§ SELECTED EXCERPT
-- Opening Marker --
Sharing Data

Site: Postgraduate online research training
Course: Module 3: During the Research
Book: Sharing Data
Printed by: Guest user
Date: Saturday, 5 December 2020, 11:35 AM

Description

Sharing data

1, Introduction

In the past (and often still today) historians tend to work alone, creating research data for themselves and only making publically available the end results in the form of a publication of some type or another. This is increasingly changing, especially with new rules emerging on Open Access. Now is the time to consider how you might share your data during or after your research projects.

It's something that you should seriously consider as your data is valuable in its own right (and is increasingly being seen as valuable in its own right by research funders, government, and higher education institutions). Why reinvent the wheel when someone else has already done the work? Why not build on each others work? This can only be done through sharing data.

In essence we all gain from doing this. By the end of this section of the course you will be able to:

  • Recognise why data benefits from being shared
  • Appreciate the value of sharing data and how this can support your own research
  • Explain the options and requirements for sharing data

Throughout your research project you should consider your data as a commodity in its own right. It's not just a means to an end. It is a product of your research and therefore important.

2. Why share data?

The UK Data Archive describes data as a valuable resource.  The value of data has been known for many years, but this has been rarely recognised.  The value of research outputs has centred on publications, with data the raw material that informs these.  The costs of producing data and the effort involved are now, though, being more widely acknowledged and there is encouragement to share these valuable resources to increase their value to researchers generally.

The reasons why data should be shared fall into three areas.

Better research

  • Demonstrates research integrity, as there is transparency and accountability in the production of the data being released
  • Encourages research enquiry and debate
  • Promotes innovation and potential new data uses
  • Encourages the improvement of research methods
  • Prevents research fraud

 Better impact

  • Enables peer scrutiny of the research findings, validating the work carried out
  • Increases the visibility of the research
  • Provides credit for the creation of the data in its own right
  • Can lead to new collaborations
  • Produces a public record of the research

 Better value

  • Avoids duplication of effort in data creation
  • Provides resources for use in teaching and learning
  • Meets funder requirements
  • Ensures data can be re-visited for future research
  • Maximises return on research investment
  • Preparing data for sharing also prepares it well for preservation

The developing trend to share data has been driven in part by funders making this a requirement to demonstrate a better return on investment, but has also equally been informed by a wider trend toward openness in research, particularly where its creation is publicly-funded.  In their response to a Royal Society investigation into opening up scientific information (Science as an Open Enterprise, 2012) the British Academy expanded the debate to all areas of research (see their 'response' here).

“We believe that in principle, and across all subjects, data collected and held by government and public bodies should be made available to other researchers in order that they can assess, test and challenge research findings, or conduct additional research using these data.”
-- Closing Marker --
§ JOB ITEM A
Copy the lines in the records from the line containing "</instance>" through the line containing "rough mask: <svg", word for word.

§ RAW DATA
-- Opening Marker --
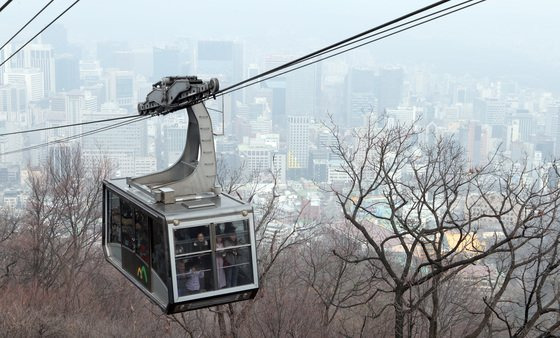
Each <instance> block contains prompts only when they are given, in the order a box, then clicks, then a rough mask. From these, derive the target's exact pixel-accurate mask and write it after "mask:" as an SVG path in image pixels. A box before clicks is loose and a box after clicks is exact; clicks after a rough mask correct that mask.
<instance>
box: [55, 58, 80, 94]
mask: <svg viewBox="0 0 560 338" xmlns="http://www.w3.org/2000/svg"><path fill="white" fill-rule="evenodd" d="M55 65H56V67H55V70H56V72H55V74H56V91H57V92H65V91H69V90H72V89H79V88H80V63H79V60H78V59H77V58H76V57H74V56H72V55H71V54H62V55H59V56H57V57H56V58H55Z"/></svg>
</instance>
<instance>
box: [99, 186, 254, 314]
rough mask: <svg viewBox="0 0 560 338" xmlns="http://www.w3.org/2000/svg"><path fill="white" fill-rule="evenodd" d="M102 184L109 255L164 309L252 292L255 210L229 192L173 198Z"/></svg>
mask: <svg viewBox="0 0 560 338" xmlns="http://www.w3.org/2000/svg"><path fill="white" fill-rule="evenodd" d="M135 190H136V189H135V188H134V187H130V186H128V185H127V183H126V180H125V179H115V180H109V181H105V182H104V185H103V194H104V197H105V203H104V206H103V207H104V218H105V219H104V222H103V223H104V224H106V226H105V227H104V229H103V248H104V252H105V255H106V259H107V260H108V261H109V262H110V263H111V264H112V265H113V266H114V267H115V268H117V269H118V270H119V271H120V272H121V273H123V274H124V275H125V276H126V277H127V278H128V279H129V280H130V281H131V282H132V283H134V284H135V285H136V286H137V287H138V288H139V289H140V290H142V291H143V292H144V293H145V294H146V295H147V296H148V297H150V298H151V300H152V301H154V302H155V303H156V304H158V305H159V306H160V307H161V308H162V309H163V310H164V311H165V312H166V313H175V312H182V311H188V310H194V309H198V308H202V307H208V306H213V305H219V304H224V303H230V302H235V301H239V300H246V299H250V298H253V297H254V296H255V294H256V291H257V289H258V281H257V265H256V252H255V245H254V243H255V238H254V229H253V227H254V224H253V211H252V209H251V207H250V206H249V205H247V204H245V203H243V202H242V201H239V200H237V199H235V198H233V197H231V196H229V195H227V194H223V193H222V194H219V195H218V196H216V197H212V198H207V199H202V200H192V201H185V202H181V203H174V204H162V203H156V202H155V201H153V200H150V199H149V198H146V197H145V196H144V194H142V193H141V192H138V191H135Z"/></svg>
-- Closing Marker --
§ JOB ITEM B
Carry the page on sharing research data forward from the point where it stops.

§ WRITTEN RESPONSE A
</instance>
<instance>
box: [99, 186, 254, 314]
rough mask: <svg viewBox="0 0 560 338" xmlns="http://www.w3.org/2000/svg"><path fill="white" fill-rule="evenodd" d="M102 184L109 255L164 309L252 292L255 210L229 192L173 198Z"/></svg>

§ WRITTEN RESPONSE B
In the same response the view as also taken that complete openness may not be appropriate.  There are a number of reasons why data might not be shared, some stronger than others.  Key reasons are:

Financial

  • The institution holding the data may wish to commercially exploit the data produced.  Where there is a likelihood for commercialisation this needs to be checked with the local Enterprise Office.

Confidentiality

  • The data may contain information about people who have not given their consent for the data to be shared.  Application of the local data protection policy will inform how this issue should be addressed.

Ownership/IPR

  • Sharing of data should only be undertaken if the researcher has the appropriate rights to share.

Other reasons, which reflect concerns more than specific barriers, are listed on the attached document from the UK Data Archive

File: UKDA Reasons Not to Share exercise.pdf

 

Exercise 1

List the top 5 reasons/benefits why you would look to share your data?  Then list any concerns you have about sharing your data, and any barriers you feel will prevent you from sharing. 

It is important that as part of any data management plan that you set out your plans to share or not share, and the reasons why you have taken this decision.  This will demonstrate transparency in your research and avoid misinterpretation of your choice.

 

Exercise 2

Review your concerns/barriers against the UKDA list (see file below), which highlight how these can be addressed.

File: UKDA Reasons not to Share exercise 2.pdf

Research Councils UK has recognised specifically the value of sharing publicly-funded research data through its Common Principles on Data.  Whilst strongly supporting the sharing of data, the 5th principle additionally recognises the right of the researcher to retain exclusive access to the data for a period of time following its creation to support publication of research findings – recognition itself of the development effort.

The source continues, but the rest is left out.